- _Instruction A_
Pull out every line of the records that contains the string "self".

- _Source text_
An amazing part of sampling-based profilers: They're so low overhead, you can leave them on permanently in production. And since all they're taking is counts, you can combine results from multiple instances very easily. Put this together and it forms an easy, highly insightful part of your production monitoring systems. Notice a service being slow? You can instantly see its live flamegraph, check a function's average runtime over time, etc.
Indeed. But careful there, if there is anything that's slowing down your system it can slow down the sampling tics as well and hide performance degradations. Its a good idea to record what's the time interval between tics. If tics are too frequent, this can again get you into trouble as this time interval computation can become relatively expensive.
It might be interesting to some to know that relatively recently (2016) PEP 523 ( https://www.python.org/dev/peps/pep-0523/ ) was created which provides a more efficient alternative to PyEval_SetTrace or PyEval_SetProfile for some use cases.
The idea of this PEP is to add frame evaluation into cPython. As the PEP says "For instance, it would not be difficult to implement a tracing or profiling function at the call level with this API"
This is a really nice blog post! It covers the ecosystem well and goes into the right level of detail to help someone unfamiliar with the tools understand how they work.
At PyOhio I gave a hastily-prepared lighting talk on building a statistical profiler in Python. I'll link to it here because, although going in much less detail than Julia's post, it shows a visualization technique and an example of the sort of payoff you get from profiling.
> The main disadvantage of tracing profilers implemented in this way is
> that they introduce a fixed amount for every function call / line of code
> executed. This can cause you to make incorrect decisions! For example, if
> you have 2 implementations of something – one with a lot of function calls
> and one without, which take the same amount of time, the one with a lot of
> function calls will appear to be slower when profiled.
I'm not convinced this is the main disadvantage of tracing profilers. The main disadvantage is that the perf impact tends to be much more severe.
It's theoretically possible to mitigate the problem identified (keep track of how much time you spend profiling, and reduce the time tracked spent in the function by that amount). However, it's harder to have a tracing profiler which only profiles some functions, and harder to specify those.
The nice thing about sampling profiles is that it's very easy to configure the performance impact and easy to get a good sample by just running for longer.

- _Information given_
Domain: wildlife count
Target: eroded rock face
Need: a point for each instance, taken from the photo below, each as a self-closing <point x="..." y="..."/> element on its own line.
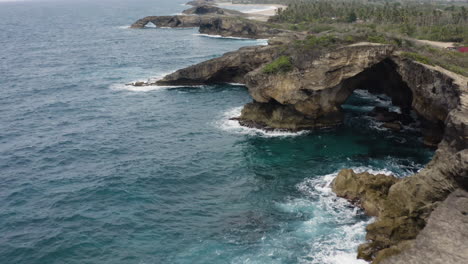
<point x="201" y="2"/>
<point x="410" y="201"/>
<point x="227" y="24"/>
<point x="310" y="96"/>
<point x="443" y="240"/>
<point x="317" y="87"/>
<point x="244" y="28"/>
<point x="364" y="189"/>
<point x="171" y="21"/>
<point x="211" y="10"/>
<point x="231" y="67"/>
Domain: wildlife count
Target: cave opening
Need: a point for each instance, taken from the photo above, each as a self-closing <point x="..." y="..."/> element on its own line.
<point x="380" y="95"/>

- _Instruction B_
In the profiler thread above, retype word for word the stretch that begins with the words "It might be" and ends with "some use cases.".

- _Exercise solution A_
Need: a point for each instance, taken from the photo below, each as a self-closing <point x="..." y="..."/> element on its own line.
Need: a point for each instance, taken from the photo above, each as a self-closing <point x="..." y="..."/> element on its own line.

- _Exercise solution B_
It might be interesting to some to know that relatively recently (2016) PEP 523 ( https://www.python.org/dev/peps/pep-0523/ ) was created which provides a more efficient alternative to PyEval_SetTrace or PyEval_SetProfile for some use cases.